TASK TO COMPLETE:
Give back each entry verbatim.

##### RECORDED INFORMATION

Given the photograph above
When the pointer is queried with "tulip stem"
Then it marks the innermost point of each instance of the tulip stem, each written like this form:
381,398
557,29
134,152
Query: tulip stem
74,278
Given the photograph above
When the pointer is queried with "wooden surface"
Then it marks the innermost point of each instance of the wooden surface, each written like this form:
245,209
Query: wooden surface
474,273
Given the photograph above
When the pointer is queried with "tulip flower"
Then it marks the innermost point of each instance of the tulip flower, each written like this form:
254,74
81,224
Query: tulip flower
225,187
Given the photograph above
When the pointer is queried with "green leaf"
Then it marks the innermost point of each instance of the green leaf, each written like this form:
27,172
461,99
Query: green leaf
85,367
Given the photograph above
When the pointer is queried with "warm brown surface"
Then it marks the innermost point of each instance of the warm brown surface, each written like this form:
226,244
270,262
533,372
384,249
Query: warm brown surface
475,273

##########

SOLUTION:
Given the photograph above
When the pointer is queried with "tulip stem"
Then it marks the innermost point of each instance of the tulip stem, each written like this form:
381,398
557,29
134,152
Query: tulip stem
74,278
Given the photograph above
When the pointer is queried with "wooden surface"
Then it marks the innermost point of each instance of the wooden surface, each written like this form:
245,209
Query: wooden surface
474,273
Given the photograph above
When the pointer is queried with "tulip flower"
Then it marks the innermost point of each instance of the tulip flower, each written like this form:
254,74
81,224
Query: tulip flower
225,187
Given the photograph above
When the pointer is queried with "green leaf"
Then it marks the innermost point of each instance of the green leaf, each written like this form:
27,172
461,99
Query: green leaf
85,367
Given the photograph above
When the pointer is queried with "warm brown surface"
Then it marks the innermost point of each instance of the warm brown surface, each written like this form:
226,244
270,262
533,372
384,249
Query: warm brown surface
475,273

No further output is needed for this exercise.